• _TASK OBJECTIVE_
Which lines in the records below contain the word "hindwing"? Collect each of them and copy it out in full.

• _MATERIAL FOR THIS TASK_

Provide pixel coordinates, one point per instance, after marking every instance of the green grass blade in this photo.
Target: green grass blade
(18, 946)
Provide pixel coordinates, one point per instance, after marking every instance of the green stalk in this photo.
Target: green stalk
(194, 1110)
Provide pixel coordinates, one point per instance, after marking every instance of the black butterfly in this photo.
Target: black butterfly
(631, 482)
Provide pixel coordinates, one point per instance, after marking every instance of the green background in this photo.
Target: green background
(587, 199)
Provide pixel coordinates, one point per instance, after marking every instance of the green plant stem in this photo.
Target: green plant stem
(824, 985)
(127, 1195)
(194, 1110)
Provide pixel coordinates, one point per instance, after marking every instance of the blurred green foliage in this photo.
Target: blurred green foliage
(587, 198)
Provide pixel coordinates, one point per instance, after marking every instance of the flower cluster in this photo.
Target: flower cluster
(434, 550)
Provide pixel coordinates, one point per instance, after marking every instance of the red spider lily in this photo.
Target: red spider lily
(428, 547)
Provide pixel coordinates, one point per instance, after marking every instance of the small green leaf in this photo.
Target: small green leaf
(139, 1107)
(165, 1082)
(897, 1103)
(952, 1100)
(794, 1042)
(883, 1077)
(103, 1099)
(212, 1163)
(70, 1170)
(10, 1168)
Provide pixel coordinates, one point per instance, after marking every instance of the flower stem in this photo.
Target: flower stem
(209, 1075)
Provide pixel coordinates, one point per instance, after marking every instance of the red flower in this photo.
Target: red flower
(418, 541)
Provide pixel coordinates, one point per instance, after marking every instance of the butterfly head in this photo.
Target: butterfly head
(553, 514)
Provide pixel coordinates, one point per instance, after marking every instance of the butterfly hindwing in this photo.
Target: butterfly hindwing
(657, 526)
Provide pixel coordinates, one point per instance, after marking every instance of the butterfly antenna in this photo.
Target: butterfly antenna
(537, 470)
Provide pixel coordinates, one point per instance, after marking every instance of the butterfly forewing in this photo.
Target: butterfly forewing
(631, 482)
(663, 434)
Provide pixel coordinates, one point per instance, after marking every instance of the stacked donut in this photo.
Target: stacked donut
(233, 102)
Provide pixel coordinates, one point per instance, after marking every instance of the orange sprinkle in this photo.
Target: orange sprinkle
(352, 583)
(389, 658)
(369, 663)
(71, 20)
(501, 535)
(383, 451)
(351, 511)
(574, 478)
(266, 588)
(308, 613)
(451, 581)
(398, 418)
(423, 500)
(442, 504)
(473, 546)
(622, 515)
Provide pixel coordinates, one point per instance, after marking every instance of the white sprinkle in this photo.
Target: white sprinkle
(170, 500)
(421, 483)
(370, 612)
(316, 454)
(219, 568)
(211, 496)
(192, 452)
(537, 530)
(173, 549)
--
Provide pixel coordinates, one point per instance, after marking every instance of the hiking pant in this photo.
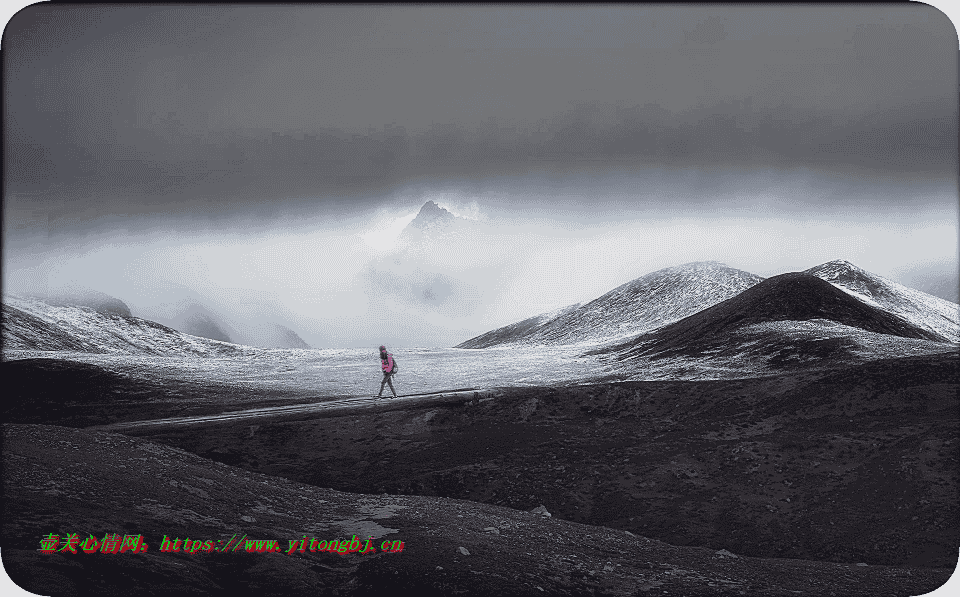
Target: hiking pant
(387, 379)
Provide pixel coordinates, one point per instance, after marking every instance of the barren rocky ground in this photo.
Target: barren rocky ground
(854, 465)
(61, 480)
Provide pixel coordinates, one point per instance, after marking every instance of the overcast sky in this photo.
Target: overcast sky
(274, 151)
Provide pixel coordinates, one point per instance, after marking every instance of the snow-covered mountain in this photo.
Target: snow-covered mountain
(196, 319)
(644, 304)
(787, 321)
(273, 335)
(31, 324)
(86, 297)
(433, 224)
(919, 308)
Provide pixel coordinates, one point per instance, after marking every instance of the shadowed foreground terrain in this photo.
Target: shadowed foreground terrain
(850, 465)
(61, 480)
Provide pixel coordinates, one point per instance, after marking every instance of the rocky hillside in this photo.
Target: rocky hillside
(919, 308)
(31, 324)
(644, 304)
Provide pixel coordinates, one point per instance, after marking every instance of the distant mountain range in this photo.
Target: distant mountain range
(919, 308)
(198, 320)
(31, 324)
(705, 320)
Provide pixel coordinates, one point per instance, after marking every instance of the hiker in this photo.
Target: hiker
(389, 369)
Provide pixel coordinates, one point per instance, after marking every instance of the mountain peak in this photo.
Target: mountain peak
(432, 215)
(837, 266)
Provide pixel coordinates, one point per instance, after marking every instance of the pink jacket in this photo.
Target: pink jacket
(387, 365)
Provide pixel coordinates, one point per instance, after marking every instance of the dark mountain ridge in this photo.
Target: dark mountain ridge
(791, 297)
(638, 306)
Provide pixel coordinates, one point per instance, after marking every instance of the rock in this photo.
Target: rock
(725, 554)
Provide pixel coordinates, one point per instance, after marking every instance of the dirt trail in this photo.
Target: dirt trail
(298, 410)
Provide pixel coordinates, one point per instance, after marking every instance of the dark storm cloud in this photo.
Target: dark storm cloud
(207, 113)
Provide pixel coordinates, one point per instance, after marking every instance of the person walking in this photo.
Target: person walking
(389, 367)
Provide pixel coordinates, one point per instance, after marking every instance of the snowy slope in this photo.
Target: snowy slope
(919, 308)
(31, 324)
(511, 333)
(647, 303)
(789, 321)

• _WORKED SOLUTION_
Provide pixel coordinates, one point per instance, after marking every instance of the butterfly hindwing in this photo.
Target: butterfly hindwing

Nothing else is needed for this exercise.